:: Text shown ::
0

In my Clickhouse server, I have a table with an Array of Integers field:

CREATE TABLE my_table
(
  ...
  my_array_field Array(UInt32),
  ...

)

Pretty simple definition.

But now I want to filter the records matching a condition like this:

Any of the itens inside my_array_field is between 5000 and 6000


In postgres I was doing something like this:

SELECT * FROM my_table WHERE EXISTS 
(
  SELECT 1 FROM unnest(my_array_field) AS my_array_field WHERE my_array_field BETWEEN 5000 AND 6000
)

But now I have the same challenge in clickhouse and need some help.

Thanks in advance!

Mauricio Moraes
  • 7,255
  • 5
  • 39
  • 59

2 Answers2

2
select * from my_table 
where arrayExists( i -> (i > 5000 and i < 6000) , my_array_field)

:: Entries ::
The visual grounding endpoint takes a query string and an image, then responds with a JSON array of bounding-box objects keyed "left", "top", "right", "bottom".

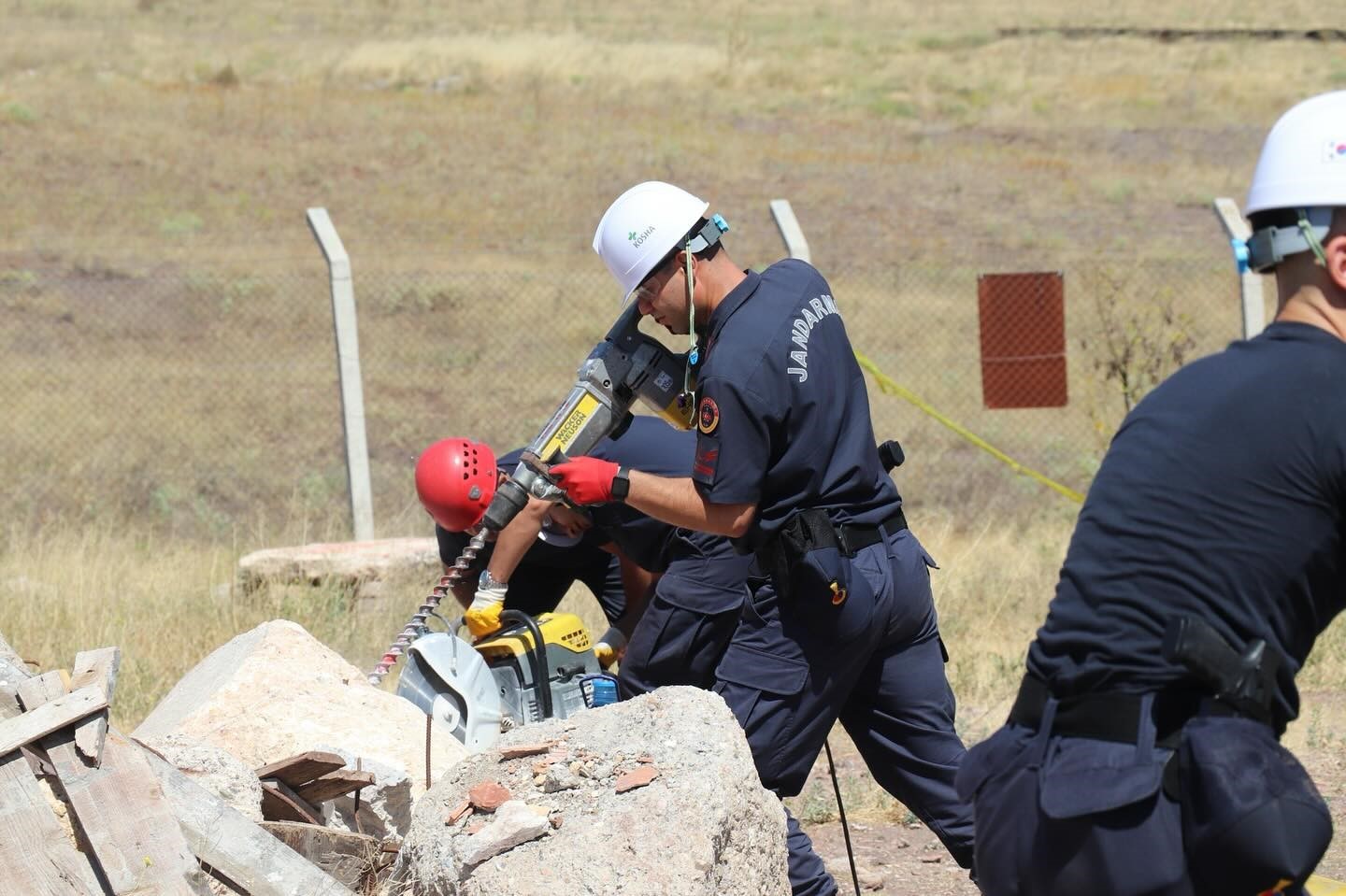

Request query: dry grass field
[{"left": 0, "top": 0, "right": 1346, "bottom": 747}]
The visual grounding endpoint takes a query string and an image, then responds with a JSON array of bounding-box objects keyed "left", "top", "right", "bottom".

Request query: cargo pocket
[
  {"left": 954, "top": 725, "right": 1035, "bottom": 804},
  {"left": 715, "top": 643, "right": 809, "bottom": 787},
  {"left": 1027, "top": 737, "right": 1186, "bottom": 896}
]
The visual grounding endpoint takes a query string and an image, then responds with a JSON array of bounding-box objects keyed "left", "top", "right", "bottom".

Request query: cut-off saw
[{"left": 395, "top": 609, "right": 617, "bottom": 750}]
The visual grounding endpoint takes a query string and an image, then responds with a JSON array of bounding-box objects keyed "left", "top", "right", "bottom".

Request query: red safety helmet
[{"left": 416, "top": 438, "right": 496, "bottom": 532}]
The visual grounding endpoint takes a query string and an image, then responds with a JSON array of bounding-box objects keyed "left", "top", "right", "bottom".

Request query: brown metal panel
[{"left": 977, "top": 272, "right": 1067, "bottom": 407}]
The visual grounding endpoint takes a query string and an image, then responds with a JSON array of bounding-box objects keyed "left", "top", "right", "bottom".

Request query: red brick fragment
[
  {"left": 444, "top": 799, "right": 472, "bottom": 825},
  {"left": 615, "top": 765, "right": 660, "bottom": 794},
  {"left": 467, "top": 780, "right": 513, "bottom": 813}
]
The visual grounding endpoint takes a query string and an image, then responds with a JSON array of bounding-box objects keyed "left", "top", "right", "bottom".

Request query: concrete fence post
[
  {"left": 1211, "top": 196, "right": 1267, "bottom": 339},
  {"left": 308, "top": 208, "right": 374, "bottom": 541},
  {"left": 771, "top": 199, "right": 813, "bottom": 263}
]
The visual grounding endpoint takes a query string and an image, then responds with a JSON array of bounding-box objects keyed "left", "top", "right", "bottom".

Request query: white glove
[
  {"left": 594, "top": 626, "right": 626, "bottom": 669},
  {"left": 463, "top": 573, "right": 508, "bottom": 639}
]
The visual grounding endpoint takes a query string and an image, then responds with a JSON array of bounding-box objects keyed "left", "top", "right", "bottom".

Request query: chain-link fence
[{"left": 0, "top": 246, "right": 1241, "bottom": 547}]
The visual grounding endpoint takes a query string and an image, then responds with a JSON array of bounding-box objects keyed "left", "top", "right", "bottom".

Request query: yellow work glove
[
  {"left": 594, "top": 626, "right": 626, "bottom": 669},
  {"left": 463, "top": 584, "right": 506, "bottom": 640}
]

:: Requirements ::
Print the ClickHouse array-filtering thread above in full, word for word.

:: Response to this task ::
0

In my Clickhouse server, I have a table with an Array of Integers field:

CREATE TABLE my_table
(
  ...
  my_array_field Array(UInt32),
  ...

)

Pretty simple definition.

But now I want to filter the records matching a condition like this:

Any of the itens inside my_array_field is between 5000 and 6000


In postgres I was doing something like this:

SELECT * FROM my_table WHERE EXISTS 
(
  SELECT 1 FROM unnest(my_array_field) AS my_array_field WHERE my_array_field BETWEEN 5000 AND 6000
)

But now I have the same challenge in clickhouse and need some help.

Thanks in advance!

Mauricio Moraes
  • 7,255
  • 5
  • 39
  • 59

2 Answers2

2
select * from my_table 
where arrayExists( i -> (i > 5000 and i < 6000) , my_array_field)